- PROBLEM DESCRIPTION
Everything from the line with "Can you spot the high" through the last line of the records below should be copied exactly, both ends included.

- DATA EXCERPTS
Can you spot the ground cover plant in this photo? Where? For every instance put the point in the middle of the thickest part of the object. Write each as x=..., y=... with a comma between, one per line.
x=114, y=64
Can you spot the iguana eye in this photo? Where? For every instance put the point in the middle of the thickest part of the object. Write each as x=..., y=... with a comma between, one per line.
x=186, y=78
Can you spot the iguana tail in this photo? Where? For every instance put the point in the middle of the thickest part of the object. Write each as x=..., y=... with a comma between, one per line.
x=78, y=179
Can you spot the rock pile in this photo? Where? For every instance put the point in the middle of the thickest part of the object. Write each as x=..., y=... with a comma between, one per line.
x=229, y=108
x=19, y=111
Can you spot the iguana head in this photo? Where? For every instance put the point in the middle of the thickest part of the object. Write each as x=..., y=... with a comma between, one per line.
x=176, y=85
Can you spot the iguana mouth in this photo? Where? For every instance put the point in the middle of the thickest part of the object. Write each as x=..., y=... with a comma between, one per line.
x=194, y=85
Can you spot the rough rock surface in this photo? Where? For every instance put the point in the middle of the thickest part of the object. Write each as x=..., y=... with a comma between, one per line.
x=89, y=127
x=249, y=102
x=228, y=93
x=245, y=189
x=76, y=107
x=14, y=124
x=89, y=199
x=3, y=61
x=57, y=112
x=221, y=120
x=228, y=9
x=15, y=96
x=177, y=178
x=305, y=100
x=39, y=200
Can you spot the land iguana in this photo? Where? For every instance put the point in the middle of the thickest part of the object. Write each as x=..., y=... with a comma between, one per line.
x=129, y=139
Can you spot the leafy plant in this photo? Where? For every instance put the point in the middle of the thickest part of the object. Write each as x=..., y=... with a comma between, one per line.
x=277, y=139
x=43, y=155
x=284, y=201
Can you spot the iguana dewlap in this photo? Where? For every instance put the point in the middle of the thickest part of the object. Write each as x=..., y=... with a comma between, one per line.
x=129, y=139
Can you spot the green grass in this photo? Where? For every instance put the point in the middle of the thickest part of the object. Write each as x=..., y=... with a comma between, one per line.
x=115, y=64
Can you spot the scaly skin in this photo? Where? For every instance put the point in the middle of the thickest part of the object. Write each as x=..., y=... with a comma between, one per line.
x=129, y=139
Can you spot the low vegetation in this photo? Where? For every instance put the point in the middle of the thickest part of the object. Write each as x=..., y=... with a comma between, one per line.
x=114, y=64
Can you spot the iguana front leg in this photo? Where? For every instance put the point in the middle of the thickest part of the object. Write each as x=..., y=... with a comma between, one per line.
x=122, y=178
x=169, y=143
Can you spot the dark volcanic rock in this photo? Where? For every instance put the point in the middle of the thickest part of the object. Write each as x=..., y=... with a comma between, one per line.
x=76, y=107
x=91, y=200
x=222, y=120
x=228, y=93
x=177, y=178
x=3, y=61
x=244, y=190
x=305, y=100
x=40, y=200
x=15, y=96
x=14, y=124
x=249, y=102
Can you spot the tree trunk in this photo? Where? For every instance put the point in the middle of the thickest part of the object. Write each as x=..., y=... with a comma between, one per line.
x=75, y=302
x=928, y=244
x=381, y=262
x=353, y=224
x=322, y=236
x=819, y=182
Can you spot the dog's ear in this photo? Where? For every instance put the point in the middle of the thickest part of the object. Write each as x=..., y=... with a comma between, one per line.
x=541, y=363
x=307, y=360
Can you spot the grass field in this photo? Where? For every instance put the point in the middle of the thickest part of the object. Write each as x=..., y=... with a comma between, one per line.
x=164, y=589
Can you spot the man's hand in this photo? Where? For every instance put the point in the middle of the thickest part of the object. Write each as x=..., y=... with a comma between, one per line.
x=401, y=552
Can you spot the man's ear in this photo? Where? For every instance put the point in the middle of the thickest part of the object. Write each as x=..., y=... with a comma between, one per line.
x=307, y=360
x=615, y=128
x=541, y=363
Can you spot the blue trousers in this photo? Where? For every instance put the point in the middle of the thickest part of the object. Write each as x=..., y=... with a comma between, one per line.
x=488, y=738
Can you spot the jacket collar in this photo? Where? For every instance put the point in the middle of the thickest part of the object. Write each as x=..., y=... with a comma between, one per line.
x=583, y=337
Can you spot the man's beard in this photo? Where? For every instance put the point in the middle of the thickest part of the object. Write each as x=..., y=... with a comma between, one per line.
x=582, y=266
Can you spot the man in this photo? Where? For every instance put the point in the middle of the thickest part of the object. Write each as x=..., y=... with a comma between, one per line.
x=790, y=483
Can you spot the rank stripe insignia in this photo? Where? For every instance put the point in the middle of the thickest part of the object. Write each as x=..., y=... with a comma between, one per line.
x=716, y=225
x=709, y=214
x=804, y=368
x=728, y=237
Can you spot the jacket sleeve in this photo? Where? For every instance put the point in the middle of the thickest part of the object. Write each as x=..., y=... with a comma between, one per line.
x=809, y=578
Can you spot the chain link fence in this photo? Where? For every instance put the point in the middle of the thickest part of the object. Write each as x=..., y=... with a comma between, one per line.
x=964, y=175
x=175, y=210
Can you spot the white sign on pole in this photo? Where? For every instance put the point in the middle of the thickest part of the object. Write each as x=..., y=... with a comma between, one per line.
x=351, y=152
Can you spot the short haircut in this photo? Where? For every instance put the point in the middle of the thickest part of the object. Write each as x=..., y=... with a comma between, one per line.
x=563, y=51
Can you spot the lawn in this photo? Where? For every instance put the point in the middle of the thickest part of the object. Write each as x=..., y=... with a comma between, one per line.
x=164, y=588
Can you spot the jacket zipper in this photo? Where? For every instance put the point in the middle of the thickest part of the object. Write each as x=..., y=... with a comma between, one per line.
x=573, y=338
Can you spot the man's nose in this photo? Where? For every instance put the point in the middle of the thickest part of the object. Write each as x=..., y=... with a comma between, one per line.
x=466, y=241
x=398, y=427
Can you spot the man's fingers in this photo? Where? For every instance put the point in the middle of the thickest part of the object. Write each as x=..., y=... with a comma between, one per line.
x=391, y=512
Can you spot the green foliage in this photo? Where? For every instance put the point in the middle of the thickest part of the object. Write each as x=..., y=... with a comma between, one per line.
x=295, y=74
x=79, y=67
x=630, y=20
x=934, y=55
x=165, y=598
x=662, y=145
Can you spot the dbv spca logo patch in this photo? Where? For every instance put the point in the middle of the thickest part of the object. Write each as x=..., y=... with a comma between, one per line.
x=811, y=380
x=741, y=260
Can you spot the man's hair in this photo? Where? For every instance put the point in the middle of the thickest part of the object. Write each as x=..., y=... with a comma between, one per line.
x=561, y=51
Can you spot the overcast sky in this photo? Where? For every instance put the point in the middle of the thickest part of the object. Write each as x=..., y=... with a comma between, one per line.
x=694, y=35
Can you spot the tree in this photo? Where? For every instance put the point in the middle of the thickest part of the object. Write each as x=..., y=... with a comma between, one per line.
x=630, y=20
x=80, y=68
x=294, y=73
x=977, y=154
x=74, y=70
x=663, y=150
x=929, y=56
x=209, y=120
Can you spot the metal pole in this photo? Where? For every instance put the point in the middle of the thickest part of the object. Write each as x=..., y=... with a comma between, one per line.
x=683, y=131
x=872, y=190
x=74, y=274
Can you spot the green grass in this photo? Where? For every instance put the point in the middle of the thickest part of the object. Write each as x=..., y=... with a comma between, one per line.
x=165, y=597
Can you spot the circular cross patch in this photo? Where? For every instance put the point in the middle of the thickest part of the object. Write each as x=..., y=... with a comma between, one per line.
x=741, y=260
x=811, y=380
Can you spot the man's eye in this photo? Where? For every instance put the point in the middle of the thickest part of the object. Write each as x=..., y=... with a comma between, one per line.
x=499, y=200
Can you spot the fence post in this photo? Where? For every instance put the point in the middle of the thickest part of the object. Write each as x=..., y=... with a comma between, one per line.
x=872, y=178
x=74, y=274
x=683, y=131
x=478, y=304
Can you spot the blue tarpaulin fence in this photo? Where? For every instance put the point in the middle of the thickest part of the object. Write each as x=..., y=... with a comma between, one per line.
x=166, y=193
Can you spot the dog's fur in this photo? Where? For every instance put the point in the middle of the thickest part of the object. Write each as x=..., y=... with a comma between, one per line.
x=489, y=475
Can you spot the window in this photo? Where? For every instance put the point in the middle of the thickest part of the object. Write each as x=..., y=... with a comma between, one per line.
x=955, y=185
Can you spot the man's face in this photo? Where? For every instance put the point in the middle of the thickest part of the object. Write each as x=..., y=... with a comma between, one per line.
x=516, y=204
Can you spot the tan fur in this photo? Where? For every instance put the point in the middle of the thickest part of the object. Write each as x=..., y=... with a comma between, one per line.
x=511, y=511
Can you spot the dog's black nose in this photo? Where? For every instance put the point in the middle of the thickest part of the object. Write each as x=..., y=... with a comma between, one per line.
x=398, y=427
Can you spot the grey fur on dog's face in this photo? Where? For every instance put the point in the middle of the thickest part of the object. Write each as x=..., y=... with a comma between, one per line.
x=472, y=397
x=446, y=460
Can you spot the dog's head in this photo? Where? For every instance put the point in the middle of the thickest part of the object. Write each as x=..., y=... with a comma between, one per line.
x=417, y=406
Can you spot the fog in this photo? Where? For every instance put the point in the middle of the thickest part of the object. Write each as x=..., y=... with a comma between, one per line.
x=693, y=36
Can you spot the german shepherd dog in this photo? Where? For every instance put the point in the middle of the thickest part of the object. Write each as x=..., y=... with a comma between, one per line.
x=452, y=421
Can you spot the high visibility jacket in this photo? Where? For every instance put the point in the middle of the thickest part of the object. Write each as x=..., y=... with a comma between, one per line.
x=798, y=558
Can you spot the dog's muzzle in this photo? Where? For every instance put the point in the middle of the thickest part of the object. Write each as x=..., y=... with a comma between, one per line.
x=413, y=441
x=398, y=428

- WRITTEN ANSWER
Can you spot the high visibility jacket in this photo? Where? For every instance put the point in the middle of the thickest part of the object. Write each as x=..., y=... with a comma between, one per line.
x=798, y=558
Can you spot the dog's muzzle in this photo? Where? For every instance put the point in the middle of the thickest part of the object. Write each as x=..., y=... with a comma between, one per line.
x=413, y=441
x=398, y=428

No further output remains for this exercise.